* BEGIN Data to use *
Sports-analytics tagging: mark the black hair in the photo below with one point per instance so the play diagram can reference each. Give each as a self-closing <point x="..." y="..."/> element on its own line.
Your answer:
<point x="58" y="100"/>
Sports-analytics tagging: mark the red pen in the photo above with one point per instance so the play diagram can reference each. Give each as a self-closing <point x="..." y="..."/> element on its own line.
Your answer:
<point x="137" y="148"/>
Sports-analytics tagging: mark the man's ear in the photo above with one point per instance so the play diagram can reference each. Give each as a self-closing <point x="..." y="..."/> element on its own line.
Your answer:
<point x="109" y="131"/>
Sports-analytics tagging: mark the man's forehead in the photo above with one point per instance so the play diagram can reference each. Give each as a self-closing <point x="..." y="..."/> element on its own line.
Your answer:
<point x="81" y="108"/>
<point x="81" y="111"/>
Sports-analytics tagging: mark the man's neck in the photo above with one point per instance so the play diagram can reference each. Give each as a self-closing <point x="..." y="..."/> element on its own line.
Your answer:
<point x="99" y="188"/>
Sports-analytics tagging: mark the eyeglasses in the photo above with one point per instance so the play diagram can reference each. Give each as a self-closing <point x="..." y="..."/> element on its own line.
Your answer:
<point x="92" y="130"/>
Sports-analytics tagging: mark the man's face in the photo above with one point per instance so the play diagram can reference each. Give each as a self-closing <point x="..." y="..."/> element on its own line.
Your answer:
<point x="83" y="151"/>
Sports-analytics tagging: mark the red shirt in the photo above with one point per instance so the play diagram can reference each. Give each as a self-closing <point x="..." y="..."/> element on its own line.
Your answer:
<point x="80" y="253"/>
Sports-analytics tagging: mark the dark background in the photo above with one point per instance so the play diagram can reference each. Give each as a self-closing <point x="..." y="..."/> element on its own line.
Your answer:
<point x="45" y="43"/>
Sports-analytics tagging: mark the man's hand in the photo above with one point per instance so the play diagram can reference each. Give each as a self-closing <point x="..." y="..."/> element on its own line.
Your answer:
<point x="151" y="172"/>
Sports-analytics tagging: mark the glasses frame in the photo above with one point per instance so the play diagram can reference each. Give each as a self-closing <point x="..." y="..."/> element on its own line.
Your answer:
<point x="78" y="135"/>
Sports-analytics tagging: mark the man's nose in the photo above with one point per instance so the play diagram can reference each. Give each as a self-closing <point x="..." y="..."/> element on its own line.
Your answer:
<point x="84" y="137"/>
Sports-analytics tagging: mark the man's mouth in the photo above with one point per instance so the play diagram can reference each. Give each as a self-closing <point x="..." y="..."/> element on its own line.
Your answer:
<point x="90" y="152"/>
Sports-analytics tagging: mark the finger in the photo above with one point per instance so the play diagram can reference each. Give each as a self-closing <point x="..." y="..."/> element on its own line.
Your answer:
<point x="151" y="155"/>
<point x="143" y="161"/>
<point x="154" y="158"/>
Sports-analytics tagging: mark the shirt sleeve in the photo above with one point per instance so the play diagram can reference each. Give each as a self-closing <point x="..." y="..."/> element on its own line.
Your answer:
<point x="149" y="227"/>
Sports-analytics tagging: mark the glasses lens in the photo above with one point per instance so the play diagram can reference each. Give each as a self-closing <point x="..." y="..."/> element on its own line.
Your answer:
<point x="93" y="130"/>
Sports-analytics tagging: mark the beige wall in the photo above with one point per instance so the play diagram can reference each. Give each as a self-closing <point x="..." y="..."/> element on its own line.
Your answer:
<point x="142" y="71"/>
* END Data to use *
Exercise requirements
Reproduce every one of the records above word for word, keeping each line as it appears.

Final result
Sports-analytics tagging: mark the black hair in the photo below with one point per instance so the play diagram can reference each. Give each as a self-closing <point x="..." y="..."/> element on its own line.
Your answer:
<point x="58" y="100"/>
Sports-analytics tagging: mark the red pen in the photo above with one point per instance so the play diagram can reference each. Give each as a self-closing <point x="..." y="..."/> element on its own line.
Your answer:
<point x="137" y="148"/>
Sports-analytics tagging: mark the man's ear in the photo above with one point per instance so the play diagram can reference each. Give each as a self-closing <point x="..." y="..."/> element on its own line.
Your answer:
<point x="109" y="131"/>
Sports-analytics tagging: mark the man's forehead in the photo above with one point per instance so the play diagram can reference each. Give each as a self-closing <point x="..." y="..."/> element on its own line.
Your answer:
<point x="81" y="108"/>
<point x="81" y="111"/>
Sports-analytics tagging: mark the man's neck in the photo above with one point per instance so the play diagram can reference each. Give each as a self-closing <point x="..." y="..."/> element on its own line.
Your answer:
<point x="99" y="188"/>
Sports-analytics tagging: mark the eyeglasses in the photo above with one point per instance so the play diagram can reference each. Give each as a self-closing <point x="..." y="..."/> element on its own line.
Your answer:
<point x="92" y="130"/>
Sports-analytics tagging: mark the man's face in the photo above with one point per instance so the play diagram can reference each. Give each as a self-closing <point x="..." y="..."/> element on its own line.
Your answer:
<point x="83" y="151"/>
Sports-analytics tagging: mark the red shirt in the photo above with one point per instance so the play diagram can reference each. Give each as a self-closing <point x="..." y="..."/> element on its own line.
Your answer:
<point x="80" y="253"/>
Sports-analytics tagging: mark the dark background in the photo above with one point per instance so the play diagram can reference each. Give each as a self-closing <point x="..." y="..."/> element on its own line.
Your answer:
<point x="45" y="43"/>
Sports-analytics tagging: mark the man's hand in the photo above with one point per instance so the play diagram can reference each. Give each as a self-closing <point x="..." y="..."/> element on its own line.
Your answer:
<point x="151" y="172"/>
Sports-analytics tagging: mark the glasses frame in the photo above with one point per instance so the play diagram can reference each. Give each as a self-closing <point x="..." y="..."/> element on its own line.
Your answer:
<point x="78" y="135"/>
Sports-analytics tagging: mark the man's nose in the photo above with one point per instance so the play diagram can reference each. Give each as a self-closing <point x="..." y="..."/> element on its own line.
Your answer:
<point x="84" y="137"/>
Sports-analytics tagging: mark the man's mouth in the photo above with one point per instance so the play diagram can reference each. Give each as a self-closing <point x="..." y="..."/> element on its own line.
Your answer:
<point x="90" y="152"/>
Sports-analytics tagging: mark the finger in the photo above with one point per instance so the play diagram can reference each. Give each as a self-closing <point x="..." y="..."/> element on its own line.
Your answer:
<point x="151" y="155"/>
<point x="143" y="161"/>
<point x="154" y="158"/>
Sports-analytics tagging: mark the shirt sleeve in the photo above with one point per instance so the play diagram can reference each. Give each as a self-closing <point x="..." y="..."/> element on its own line.
Your answer:
<point x="149" y="227"/>
Sports-analytics tagging: mark the glasses lens in the photo above with one point per instance so the play diagram can reference each. Give each as a self-closing <point x="..." y="..."/> element on its own line.
Your answer:
<point x="93" y="130"/>
Sports-analytics tagging: mark the beige wall in the photo above with one point per instance so the play diagram can reference each. Give each as a self-closing <point x="..." y="..."/> element on its own line.
Your answer:
<point x="142" y="71"/>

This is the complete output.